* Work to complete
Format the following lines as a JSON list of strings, with one string per line and any blank lines omitted.
+--
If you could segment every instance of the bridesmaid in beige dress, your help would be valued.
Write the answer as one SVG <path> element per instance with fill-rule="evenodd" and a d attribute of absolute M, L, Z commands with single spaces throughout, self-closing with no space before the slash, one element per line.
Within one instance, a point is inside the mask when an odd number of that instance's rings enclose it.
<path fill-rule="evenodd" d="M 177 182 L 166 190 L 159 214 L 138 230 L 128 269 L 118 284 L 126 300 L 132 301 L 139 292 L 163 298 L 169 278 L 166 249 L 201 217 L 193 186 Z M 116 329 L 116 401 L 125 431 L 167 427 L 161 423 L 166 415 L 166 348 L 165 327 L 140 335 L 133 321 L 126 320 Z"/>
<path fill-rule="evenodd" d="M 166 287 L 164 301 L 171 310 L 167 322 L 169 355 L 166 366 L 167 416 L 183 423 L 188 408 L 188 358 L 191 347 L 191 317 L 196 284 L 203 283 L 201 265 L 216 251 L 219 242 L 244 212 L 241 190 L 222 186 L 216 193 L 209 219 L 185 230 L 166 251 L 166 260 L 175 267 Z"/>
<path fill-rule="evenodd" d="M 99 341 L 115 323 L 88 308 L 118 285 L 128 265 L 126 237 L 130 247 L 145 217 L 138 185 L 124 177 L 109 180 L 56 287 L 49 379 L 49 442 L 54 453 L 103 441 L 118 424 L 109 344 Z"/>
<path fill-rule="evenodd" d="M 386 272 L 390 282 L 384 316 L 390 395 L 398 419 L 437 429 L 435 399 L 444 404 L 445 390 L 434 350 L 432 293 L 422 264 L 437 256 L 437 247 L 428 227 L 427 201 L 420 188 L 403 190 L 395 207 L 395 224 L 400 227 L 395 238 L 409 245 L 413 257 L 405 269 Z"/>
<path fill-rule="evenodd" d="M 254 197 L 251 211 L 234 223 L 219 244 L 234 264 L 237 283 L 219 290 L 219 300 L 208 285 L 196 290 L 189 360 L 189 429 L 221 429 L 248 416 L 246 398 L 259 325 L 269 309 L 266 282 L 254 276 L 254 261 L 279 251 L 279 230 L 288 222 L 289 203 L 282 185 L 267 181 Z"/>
+--
* The reply
[
  "If you could segment every instance of the bridesmaid in beige dress, your help would be valued.",
  "Write the answer as one SVG <path> element per instance with fill-rule=\"evenodd\" and a d attribute of absolute M, L, Z commands with single spaces throughout, self-closing with no space before the slash, one element per line.",
  "Within one instance, a point is inside the mask when an odd number of that instance's rings enclose it.",
  "<path fill-rule=\"evenodd\" d=\"M 177 182 L 166 190 L 159 214 L 138 230 L 128 269 L 118 284 L 126 300 L 132 301 L 139 292 L 163 298 L 169 278 L 166 249 L 201 217 L 193 186 Z M 116 329 L 116 401 L 125 431 L 167 427 L 161 423 L 166 415 L 166 348 L 165 327 L 140 335 L 133 321 L 126 320 Z\"/>",
  "<path fill-rule=\"evenodd\" d=\"M 166 287 L 164 301 L 171 310 L 167 322 L 169 355 L 166 366 L 167 416 L 183 423 L 188 408 L 188 358 L 191 347 L 191 317 L 196 284 L 203 283 L 201 265 L 216 251 L 219 242 L 244 212 L 241 190 L 222 186 L 216 193 L 209 219 L 185 230 L 166 251 L 166 260 L 175 267 Z\"/>",
  "<path fill-rule=\"evenodd\" d=\"M 99 341 L 115 323 L 88 308 L 118 285 L 128 265 L 126 237 L 130 247 L 145 217 L 138 185 L 124 177 L 109 180 L 56 287 L 49 379 L 49 442 L 54 453 L 103 441 L 118 424 L 109 344 Z\"/>",
  "<path fill-rule=\"evenodd\" d=\"M 386 272 L 390 282 L 384 316 L 390 395 L 398 419 L 437 429 L 435 399 L 444 404 L 445 390 L 434 350 L 432 293 L 422 264 L 437 256 L 437 247 L 428 227 L 427 201 L 420 188 L 403 190 L 395 207 L 395 224 L 400 227 L 395 238 L 409 245 L 413 257 L 405 269 Z\"/>",
  "<path fill-rule=\"evenodd\" d=\"M 254 197 L 251 211 L 234 223 L 219 244 L 234 264 L 237 283 L 219 290 L 219 300 L 208 285 L 196 290 L 189 360 L 189 429 L 221 429 L 248 416 L 246 398 L 259 325 L 269 309 L 266 282 L 254 276 L 254 261 L 279 251 L 279 230 L 288 222 L 289 203 L 282 185 L 267 181 Z\"/>"
]